— Work required —
Restate the last part of the records below word for word, beginning at the line with "of the orange" and ending at the final line.

— Study material —
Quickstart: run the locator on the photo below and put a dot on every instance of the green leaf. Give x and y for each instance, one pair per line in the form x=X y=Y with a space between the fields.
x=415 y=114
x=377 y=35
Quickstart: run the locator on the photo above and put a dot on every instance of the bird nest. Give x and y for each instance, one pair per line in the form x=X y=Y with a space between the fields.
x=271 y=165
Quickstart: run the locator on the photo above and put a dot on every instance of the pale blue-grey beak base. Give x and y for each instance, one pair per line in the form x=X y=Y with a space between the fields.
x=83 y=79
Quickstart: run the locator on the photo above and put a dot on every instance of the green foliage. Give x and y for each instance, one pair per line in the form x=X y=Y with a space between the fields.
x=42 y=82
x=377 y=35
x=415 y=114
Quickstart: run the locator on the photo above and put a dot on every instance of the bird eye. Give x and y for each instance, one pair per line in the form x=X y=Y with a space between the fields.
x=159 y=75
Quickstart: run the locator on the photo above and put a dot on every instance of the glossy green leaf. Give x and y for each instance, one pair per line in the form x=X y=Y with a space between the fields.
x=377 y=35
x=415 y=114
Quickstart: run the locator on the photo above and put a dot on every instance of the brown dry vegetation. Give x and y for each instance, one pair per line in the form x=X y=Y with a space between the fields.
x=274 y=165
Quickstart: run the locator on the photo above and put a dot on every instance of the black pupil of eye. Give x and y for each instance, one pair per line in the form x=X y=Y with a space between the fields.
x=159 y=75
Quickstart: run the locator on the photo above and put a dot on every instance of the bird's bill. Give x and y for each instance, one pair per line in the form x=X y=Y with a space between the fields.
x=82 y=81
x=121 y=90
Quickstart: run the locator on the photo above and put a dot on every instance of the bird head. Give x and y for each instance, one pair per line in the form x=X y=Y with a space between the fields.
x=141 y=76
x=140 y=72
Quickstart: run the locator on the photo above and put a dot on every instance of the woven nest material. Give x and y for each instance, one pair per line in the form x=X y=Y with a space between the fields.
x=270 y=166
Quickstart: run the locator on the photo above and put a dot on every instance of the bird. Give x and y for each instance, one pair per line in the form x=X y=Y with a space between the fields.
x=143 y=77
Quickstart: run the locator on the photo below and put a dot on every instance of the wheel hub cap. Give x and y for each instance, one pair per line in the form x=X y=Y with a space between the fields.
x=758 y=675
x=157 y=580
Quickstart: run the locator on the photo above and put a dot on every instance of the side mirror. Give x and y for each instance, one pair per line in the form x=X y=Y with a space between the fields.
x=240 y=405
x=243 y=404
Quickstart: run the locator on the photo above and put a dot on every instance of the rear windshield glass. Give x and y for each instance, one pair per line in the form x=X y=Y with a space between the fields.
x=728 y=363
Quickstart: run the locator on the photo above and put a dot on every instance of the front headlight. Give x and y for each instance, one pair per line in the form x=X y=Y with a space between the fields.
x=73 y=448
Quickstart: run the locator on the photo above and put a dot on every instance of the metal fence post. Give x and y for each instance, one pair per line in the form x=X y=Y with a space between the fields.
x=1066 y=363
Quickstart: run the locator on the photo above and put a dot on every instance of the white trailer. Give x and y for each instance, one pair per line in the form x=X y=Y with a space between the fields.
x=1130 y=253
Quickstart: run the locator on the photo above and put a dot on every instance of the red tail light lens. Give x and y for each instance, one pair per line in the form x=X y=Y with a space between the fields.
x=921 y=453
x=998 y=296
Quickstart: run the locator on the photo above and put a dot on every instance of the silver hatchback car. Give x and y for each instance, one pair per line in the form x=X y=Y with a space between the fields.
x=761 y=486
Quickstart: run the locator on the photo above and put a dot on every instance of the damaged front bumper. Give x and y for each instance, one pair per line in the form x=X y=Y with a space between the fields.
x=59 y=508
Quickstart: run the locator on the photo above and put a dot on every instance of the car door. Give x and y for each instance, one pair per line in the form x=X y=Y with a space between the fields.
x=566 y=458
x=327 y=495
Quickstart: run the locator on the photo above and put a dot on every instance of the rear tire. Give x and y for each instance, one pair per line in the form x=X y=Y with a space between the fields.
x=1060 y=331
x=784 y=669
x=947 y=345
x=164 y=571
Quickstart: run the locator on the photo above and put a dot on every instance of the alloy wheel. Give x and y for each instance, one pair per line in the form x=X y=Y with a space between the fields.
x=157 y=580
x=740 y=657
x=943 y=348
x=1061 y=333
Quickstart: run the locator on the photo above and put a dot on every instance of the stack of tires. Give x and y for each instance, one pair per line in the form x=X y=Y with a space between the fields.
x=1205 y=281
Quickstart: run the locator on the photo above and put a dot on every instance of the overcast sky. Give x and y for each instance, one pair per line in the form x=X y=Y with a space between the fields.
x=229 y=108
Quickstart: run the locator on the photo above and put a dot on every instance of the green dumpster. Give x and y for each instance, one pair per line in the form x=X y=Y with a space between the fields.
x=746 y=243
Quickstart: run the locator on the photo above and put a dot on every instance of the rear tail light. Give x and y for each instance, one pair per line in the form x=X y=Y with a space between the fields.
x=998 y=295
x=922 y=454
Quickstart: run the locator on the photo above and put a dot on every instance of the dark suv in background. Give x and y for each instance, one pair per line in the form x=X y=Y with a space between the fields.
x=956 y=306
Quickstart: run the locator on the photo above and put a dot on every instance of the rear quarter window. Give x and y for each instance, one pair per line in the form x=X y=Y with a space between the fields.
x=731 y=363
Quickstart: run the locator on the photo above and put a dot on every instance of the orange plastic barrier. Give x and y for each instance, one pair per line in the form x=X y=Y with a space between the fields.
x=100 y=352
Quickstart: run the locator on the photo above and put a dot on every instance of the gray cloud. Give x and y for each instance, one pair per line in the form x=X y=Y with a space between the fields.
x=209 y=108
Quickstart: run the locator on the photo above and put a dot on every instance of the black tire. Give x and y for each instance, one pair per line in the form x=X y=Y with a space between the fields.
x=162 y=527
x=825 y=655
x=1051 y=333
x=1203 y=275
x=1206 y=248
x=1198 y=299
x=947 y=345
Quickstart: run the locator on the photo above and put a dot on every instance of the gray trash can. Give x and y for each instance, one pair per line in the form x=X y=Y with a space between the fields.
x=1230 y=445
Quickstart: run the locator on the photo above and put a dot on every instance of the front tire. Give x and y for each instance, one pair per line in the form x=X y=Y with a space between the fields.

— Solution to the exercise —
Quickstart: run the locator on the photo above and put a dot on every instance of the orange plastic barrier. Give x and y for each instance, one pair per line in the form x=X y=Y with a space between the fields.
x=100 y=352
Quickstart: run the locator on the photo above and put a dot on every instance of the gray cloud. Give x and y for each instance, one pair per line in the form x=X y=Y with a space between the fields.
x=209 y=108
Quickstart: run the locator on the photo above and put a dot on every instance of the black tire. Give x and y for each instance, one pair per line in the form x=X y=Y with a space between the fields.
x=162 y=527
x=825 y=655
x=1051 y=333
x=1203 y=275
x=1206 y=248
x=1198 y=299
x=947 y=345
Quickstart: run the locator on the photo above and put a dot on every instance of the gray trash can. Give x and y for each instance, one pair per line in the form x=X y=Y with a space between the fields.
x=1230 y=445
Quickstart: run the locator on the photo above and put a dot on every instance of the front tire. Give x and y for each instance, one pair per line in the form x=X y=Y with a space between the fields.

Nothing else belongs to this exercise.